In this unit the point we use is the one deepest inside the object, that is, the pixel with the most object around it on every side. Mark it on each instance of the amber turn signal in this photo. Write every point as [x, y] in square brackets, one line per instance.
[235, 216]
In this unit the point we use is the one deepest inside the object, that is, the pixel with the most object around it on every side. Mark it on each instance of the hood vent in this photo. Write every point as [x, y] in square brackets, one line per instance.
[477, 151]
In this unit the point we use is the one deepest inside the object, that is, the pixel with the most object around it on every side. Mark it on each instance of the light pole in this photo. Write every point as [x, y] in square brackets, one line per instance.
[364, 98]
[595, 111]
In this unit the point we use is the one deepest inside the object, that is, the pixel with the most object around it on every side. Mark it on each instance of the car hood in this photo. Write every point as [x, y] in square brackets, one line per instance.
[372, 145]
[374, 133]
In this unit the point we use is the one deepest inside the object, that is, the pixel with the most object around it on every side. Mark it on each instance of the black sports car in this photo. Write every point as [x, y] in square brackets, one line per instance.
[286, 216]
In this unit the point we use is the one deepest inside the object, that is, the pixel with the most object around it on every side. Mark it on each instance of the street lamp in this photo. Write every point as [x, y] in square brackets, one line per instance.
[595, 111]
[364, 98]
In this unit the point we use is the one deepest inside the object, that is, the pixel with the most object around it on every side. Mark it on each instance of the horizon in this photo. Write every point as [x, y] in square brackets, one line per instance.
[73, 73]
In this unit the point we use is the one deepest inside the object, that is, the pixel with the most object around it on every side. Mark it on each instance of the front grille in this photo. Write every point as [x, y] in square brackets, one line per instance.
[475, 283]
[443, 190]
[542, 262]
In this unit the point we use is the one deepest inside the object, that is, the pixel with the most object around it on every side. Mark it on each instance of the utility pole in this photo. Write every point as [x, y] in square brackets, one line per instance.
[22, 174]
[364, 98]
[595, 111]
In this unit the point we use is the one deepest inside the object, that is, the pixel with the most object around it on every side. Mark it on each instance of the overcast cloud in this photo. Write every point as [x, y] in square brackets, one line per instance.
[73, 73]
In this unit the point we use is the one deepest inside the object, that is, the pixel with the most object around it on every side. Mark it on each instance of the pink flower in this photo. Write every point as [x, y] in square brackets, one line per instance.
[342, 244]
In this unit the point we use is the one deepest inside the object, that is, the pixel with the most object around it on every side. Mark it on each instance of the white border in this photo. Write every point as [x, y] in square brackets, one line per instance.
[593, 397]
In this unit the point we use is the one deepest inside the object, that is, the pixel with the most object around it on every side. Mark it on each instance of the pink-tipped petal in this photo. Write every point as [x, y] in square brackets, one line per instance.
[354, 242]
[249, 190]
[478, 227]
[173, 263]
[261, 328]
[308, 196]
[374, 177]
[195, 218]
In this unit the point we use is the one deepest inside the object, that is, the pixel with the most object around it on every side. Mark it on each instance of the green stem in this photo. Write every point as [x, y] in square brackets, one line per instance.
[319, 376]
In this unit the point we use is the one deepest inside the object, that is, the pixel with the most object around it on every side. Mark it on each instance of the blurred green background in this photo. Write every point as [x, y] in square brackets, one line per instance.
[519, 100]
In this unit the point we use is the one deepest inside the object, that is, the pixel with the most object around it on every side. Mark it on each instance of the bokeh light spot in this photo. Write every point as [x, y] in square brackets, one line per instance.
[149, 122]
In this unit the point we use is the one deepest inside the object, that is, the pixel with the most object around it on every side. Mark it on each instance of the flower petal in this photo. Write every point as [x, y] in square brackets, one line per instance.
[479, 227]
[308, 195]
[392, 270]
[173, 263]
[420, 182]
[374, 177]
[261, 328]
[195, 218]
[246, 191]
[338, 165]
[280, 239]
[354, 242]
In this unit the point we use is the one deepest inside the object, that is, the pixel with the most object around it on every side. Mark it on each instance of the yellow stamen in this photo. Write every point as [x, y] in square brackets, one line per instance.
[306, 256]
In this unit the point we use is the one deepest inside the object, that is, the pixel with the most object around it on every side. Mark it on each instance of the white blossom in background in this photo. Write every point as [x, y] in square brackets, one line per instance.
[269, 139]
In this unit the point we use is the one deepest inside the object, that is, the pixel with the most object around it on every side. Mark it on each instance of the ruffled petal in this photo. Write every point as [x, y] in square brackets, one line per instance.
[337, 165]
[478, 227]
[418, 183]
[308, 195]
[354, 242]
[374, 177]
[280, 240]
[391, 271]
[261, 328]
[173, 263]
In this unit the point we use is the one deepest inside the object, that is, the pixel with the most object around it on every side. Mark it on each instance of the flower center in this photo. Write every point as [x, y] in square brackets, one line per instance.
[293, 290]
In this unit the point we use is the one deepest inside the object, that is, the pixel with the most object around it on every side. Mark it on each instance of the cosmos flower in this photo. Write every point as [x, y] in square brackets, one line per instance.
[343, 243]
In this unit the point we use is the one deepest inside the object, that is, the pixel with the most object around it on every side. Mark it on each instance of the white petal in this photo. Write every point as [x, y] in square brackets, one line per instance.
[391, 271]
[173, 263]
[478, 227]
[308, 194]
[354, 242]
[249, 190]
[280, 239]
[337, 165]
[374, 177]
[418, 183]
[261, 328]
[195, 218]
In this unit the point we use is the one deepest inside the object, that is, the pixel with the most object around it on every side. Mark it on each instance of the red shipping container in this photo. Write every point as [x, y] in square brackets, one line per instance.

_ _ _

(WHAT IS REQUIRED): Exactly as written above, please repeat the entries.

(ANSWER BELOW):
In this unit the point we use is the one deepest inside the object, that is, the pixel with the most object around it on every side. Mark it on each instance of the amber turn signal in this photo. Write every point as [x, y] in square brackets, one line per instance.
[235, 216]
In this unit the point we use is the one deepest inside the object, that is, the pixel with the most object around it on every side. Mark it on each instance of the hood vent in this photo. Write every point as [x, y] in square brackets, one line per instance.
[477, 151]
In this unit the point we use is the one deepest inside the object, that is, the pixel with the most object around it on every side. Mark it on each instance of the light pole in this photo. Write every point as [x, y] in square brackets, one line per instance.
[364, 98]
[595, 111]
In this unit the point we use is the one deepest inside the object, that is, the pixel with the most object around it on every side. Mark it on each instance of the car hood in this photo. Write every point as [x, y] in square brackets, one line per instance.
[372, 145]
[374, 133]
In this unit the point we use is the one deepest inside the object, that is, the pixel with the most object around it on every side. Mark it on each instance of the black sports car in this photo. Write every point as [x, y] in square brackets, one line per instance.
[286, 216]
In this unit the point we use is the one deepest inside the object, that is, the pixel with the most object around it on every side. Mark it on each instance of the street lamp in this photo. Write every point as [x, y] in square brackets, one line per instance.
[595, 111]
[364, 98]
In this unit the point we use is the one deepest inside the object, that is, the pixel with the most object around it on every side. Mark it on each instance of the horizon in this photo. Write every point as [x, y] in square brackets, one line per instance.
[73, 73]
In this unit the point we use is the one deepest inside the object, that is, the pixel with the most object around it on every side. Mark it on each instance of the front grille in this photo. Write every point as [x, y] in square brackets, one line per instance.
[475, 283]
[443, 190]
[542, 262]
In this unit the point we use is the one deepest inside the object, that is, the pixel with the most object around it on every side. Mark it on each instance of the utility pole in this photo. Write every point as [x, y] in square brackets, one line per instance.
[22, 174]
[364, 98]
[595, 111]
In this unit the point we use is the one deepest inside the object, that is, the pixel with the most object around it on every side. Mark it on each instance of the overcast cloud in this photo. Write every point as [x, y] in square brackets, one line per instance.
[73, 73]
In this unit the point we use is the one deepest inside the object, that is, the pixel with the most object around it on every side. Mark it on each instance of the pink flower in this photo. Write every point as [x, y] in square brackets, one line per instance.
[342, 244]
In this unit the point we use is the one deepest inside the object, that is, the pixel with the most object around it on every side. Mark it on each instance of the white border in this photo. Write every point as [x, y] in square brackets, one line per instance.
[593, 397]
In this unit the point we use is the one deepest inside the object, that is, the pixel with the most object around it on every side. Mark it on each instance of the pink-tipped petal in this photo. Write every point as [x, y] in square brackets, one line per instance.
[354, 242]
[249, 190]
[478, 227]
[173, 263]
[261, 328]
[308, 196]
[374, 177]
[195, 218]
In this unit the point we use is the one deepest inside the object, that is, the pixel with the most object around it on every side. Mark it on each instance of the green stem in this photo. Write every point as [x, y] in square brackets, one line per instance.
[319, 376]
In this unit the point we use is the one deepest inside the object, that is, the pixel with the most object around it on every side. Mark it on each instance of the blurred green background in this photo. Write every point as [x, y] in square brackets, one line per instance.
[519, 100]
In this unit the point we use is the one deepest inside the object, that is, the pixel with the most object around it on every side. Mark it on each instance of the bokeh light spot in this photo. Write every point as [x, y] in square brackets, one line per instance.
[149, 122]
In this unit the point we use is the one deepest inside the object, that is, the pixel with the most object around it on every side. Mark it on each instance of the flower petal in this photo. Write every point as [x, y] in square brackets, one line per instance.
[479, 227]
[308, 195]
[392, 270]
[173, 263]
[420, 182]
[374, 177]
[261, 328]
[195, 218]
[246, 191]
[338, 165]
[280, 239]
[354, 242]
In this unit the point we use is the one deepest inside the object, that is, the pixel with the most object around it on every side. Mark it on each instance of the yellow stamen in this photo. Write every point as [x, y] in square brackets, one line per instance.
[306, 256]
In this unit the point we use is the one deepest inside the object, that is, the pixel with the most object around it on every side. Mark it on each instance of the white blossom in background in this photo. Write every point as [x, y] in square brackets, one line per instance.
[269, 139]
In this unit the point we use is the one deepest inside the object, that is, the pixel with the most object around it on every side. Mark it on each instance of the ruffled petal in this photo. Write every point as [x, y] in square brackets, one line per instance.
[337, 165]
[478, 227]
[418, 183]
[308, 195]
[354, 242]
[374, 177]
[280, 240]
[391, 271]
[261, 328]
[173, 263]
In this unit the point we use is the one deepest inside the object, that is, the pixel with the most object around it on every side. Mark it on each instance of the flower center in this photo. Write every point as [x, y] in square brackets, one line per instance.
[293, 290]
In this unit the point we use is the one deepest inside the object, that is, the pixel with the most object around it on every side. Mark it on each instance of the cosmos flower in this photo. Write every point as [x, y] in square brackets, one line per instance.
[343, 243]
In this unit the point we use is the one deepest inside the object, that is, the pixel with the most object around it on every side. Mark it on each instance of the white petal in this photo. Write every point as [x, y] in square brackets, one line per instance.
[391, 271]
[173, 263]
[478, 227]
[308, 194]
[354, 242]
[249, 190]
[280, 239]
[337, 165]
[374, 177]
[418, 183]
[261, 328]
[195, 218]
In this unit the point we use is the one deepest inside the object, that is, the pixel with the most object around it on every side. Mark it on each instance of the red shipping container in this photo. Write every point as [x, y] in square brackets, one line per instance.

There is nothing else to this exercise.